Write out the complete material exactly as it stands.

Extracted information:
§
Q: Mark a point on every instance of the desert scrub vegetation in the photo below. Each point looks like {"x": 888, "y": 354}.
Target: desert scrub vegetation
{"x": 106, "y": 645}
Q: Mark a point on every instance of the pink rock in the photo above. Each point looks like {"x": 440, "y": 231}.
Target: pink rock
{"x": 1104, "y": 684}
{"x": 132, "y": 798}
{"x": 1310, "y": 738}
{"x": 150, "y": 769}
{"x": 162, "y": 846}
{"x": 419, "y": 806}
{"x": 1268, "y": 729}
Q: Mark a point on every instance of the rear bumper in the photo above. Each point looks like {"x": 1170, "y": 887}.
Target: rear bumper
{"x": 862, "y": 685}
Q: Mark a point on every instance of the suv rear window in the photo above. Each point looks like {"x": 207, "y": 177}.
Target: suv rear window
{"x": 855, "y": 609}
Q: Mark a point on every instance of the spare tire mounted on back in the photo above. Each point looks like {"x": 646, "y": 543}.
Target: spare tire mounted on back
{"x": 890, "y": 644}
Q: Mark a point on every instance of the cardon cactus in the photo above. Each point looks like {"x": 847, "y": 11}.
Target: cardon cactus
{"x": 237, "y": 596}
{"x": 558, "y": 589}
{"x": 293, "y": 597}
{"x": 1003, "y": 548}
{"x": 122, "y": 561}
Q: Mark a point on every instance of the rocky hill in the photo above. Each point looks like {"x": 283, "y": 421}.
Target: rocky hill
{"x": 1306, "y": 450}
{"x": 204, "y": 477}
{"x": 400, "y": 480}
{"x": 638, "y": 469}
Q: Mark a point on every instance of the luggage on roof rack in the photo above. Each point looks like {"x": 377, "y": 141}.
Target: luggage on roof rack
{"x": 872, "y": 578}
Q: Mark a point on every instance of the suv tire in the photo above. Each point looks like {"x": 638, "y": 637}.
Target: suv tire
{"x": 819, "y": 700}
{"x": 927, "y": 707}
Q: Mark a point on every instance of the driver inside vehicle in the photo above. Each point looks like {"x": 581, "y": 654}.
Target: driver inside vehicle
§
Solution for this problem:
Q: Mark a point on every instance of the desert scrub vegetation in the photo below. Each point looks like {"x": 888, "y": 354}.
Target: desert scrub vegetation
{"x": 106, "y": 645}
Q: Mark a point on every instance of the pink rock in the photo above. Each point looks like {"x": 440, "y": 231}.
Target: pink rock
{"x": 1104, "y": 684}
{"x": 132, "y": 798}
{"x": 1310, "y": 738}
{"x": 150, "y": 769}
{"x": 162, "y": 846}
{"x": 419, "y": 806}
{"x": 1268, "y": 729}
Q: Mark a point on every instance of the rear bumper in the photo above. Each point looks like {"x": 1170, "y": 887}.
Target: rear bumper
{"x": 862, "y": 685}
Q: Mark a point on every instance of the suv rear window in the photo above. Each point looks like {"x": 207, "y": 177}.
Target: suv rear window
{"x": 855, "y": 609}
Q: Mark a point on every instance of the spare tire mounted on back in the photo above. Each point looks like {"x": 646, "y": 543}.
Target: spare tire mounted on back
{"x": 890, "y": 644}
Q: Mark a point on every instance of the cardon cactus in the photo above. Each point looks like {"x": 847, "y": 11}.
Target: cardon cactus
{"x": 237, "y": 596}
{"x": 558, "y": 589}
{"x": 293, "y": 597}
{"x": 1003, "y": 548}
{"x": 122, "y": 561}
Q: Mark a point on every instance of the rocky hill in the photo above. Each point looks like {"x": 283, "y": 421}.
Target: rocky hill
{"x": 1306, "y": 450}
{"x": 204, "y": 477}
{"x": 400, "y": 480}
{"x": 638, "y": 469}
Q: Mark a point on every instance of the luggage on roof rack in the photo above. Each point looks like {"x": 377, "y": 141}.
Target: luggage on roof rack
{"x": 872, "y": 578}
Q: Mark a point on every instance of the suv tire in the photo above. Each point looks like {"x": 638, "y": 637}.
Target: suv tire
{"x": 819, "y": 700}
{"x": 927, "y": 707}
Q: Mark a point on every instance of the driver inside vehicle in the photo above. Each point looks like {"x": 581, "y": 654}.
Target: driver inside vehicle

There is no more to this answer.